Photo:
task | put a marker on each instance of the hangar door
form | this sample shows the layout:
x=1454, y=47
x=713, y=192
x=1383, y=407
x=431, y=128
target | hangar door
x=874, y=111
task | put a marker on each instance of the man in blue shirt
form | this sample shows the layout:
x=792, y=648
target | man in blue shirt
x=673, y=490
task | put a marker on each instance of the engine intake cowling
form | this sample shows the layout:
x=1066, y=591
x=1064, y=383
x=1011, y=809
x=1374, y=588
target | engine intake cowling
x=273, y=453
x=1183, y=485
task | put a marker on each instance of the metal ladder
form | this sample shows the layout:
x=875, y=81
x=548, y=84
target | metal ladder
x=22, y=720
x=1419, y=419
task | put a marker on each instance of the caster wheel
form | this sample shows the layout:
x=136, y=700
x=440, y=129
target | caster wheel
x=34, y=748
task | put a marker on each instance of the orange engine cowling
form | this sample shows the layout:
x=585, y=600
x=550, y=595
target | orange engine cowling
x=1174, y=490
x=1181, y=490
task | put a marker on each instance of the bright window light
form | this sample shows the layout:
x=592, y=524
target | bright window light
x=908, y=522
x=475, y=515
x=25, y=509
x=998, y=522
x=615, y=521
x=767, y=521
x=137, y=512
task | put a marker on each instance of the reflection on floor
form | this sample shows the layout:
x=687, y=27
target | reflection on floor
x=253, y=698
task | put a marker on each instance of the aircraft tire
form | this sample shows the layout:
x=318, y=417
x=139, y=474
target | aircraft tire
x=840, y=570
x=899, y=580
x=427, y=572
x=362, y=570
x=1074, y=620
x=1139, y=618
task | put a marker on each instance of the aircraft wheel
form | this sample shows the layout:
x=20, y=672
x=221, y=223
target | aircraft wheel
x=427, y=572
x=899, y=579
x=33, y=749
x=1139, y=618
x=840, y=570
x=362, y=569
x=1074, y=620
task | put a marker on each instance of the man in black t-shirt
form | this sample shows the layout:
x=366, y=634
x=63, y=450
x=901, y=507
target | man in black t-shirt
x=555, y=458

- _TASK GOAL_: Reproduce the lines above, substituting "place a point on" for every "put a marker on" and keeping everything else the same.

- _ANSWER TO THE PROBLEM_:
Photo:
task | place a point on each instance of the hangar door
form | this sample shows the layout:
x=1454, y=47
x=713, y=192
x=1383, y=407
x=431, y=128
target | hangar door
x=874, y=111
task | place a point on each instance of the man in blue shirt
form | this sample shows the layout:
x=792, y=648
target | man in blue shirt
x=673, y=490
task | place a point on each instance of the engine intake cowling
form | this sample shows the layout:
x=1066, y=591
x=1064, y=383
x=1011, y=809
x=1374, y=588
target | engine intake cowling
x=273, y=453
x=1183, y=485
task | place a point on each instance of the metal ladder
form | this sample shows the layout:
x=875, y=81
x=548, y=84
target | metal ladder
x=22, y=720
x=1419, y=419
task | place a point on each instance of the caster wheel
form | this sample shows the layout:
x=136, y=700
x=440, y=129
target | caster wheel
x=34, y=748
task | place a point on each instance of the orange engine cowling
form | this sample shows the layout:
x=585, y=600
x=550, y=595
target | orange engine cowling
x=1174, y=490
x=1181, y=490
task | place a point on each instance of the bright window light
form | this sample shows the layout:
x=592, y=524
target | bright window light
x=908, y=522
x=475, y=515
x=25, y=509
x=998, y=522
x=615, y=521
x=767, y=521
x=137, y=512
task | place a point on each instance of the reflection on floor
form | this sample shows the layout:
x=687, y=27
target | reflection on floor
x=253, y=698
task | place a point on each instance of the aircraft tire
form | this sample shows the layout:
x=318, y=417
x=139, y=474
target | aircraft tire
x=840, y=570
x=899, y=580
x=427, y=572
x=362, y=570
x=1074, y=620
x=1139, y=618
task | place a point on each instance of the aircraft wheel
form | this sample shows the layout:
x=20, y=672
x=221, y=223
target | aircraft wheel
x=427, y=572
x=899, y=579
x=33, y=749
x=1139, y=618
x=840, y=570
x=362, y=569
x=1074, y=620
task | place a point on each instance of the man in black t-shirt
form | this sample shows the layout:
x=366, y=634
x=63, y=450
x=901, y=507
target | man in black t-shirt
x=555, y=458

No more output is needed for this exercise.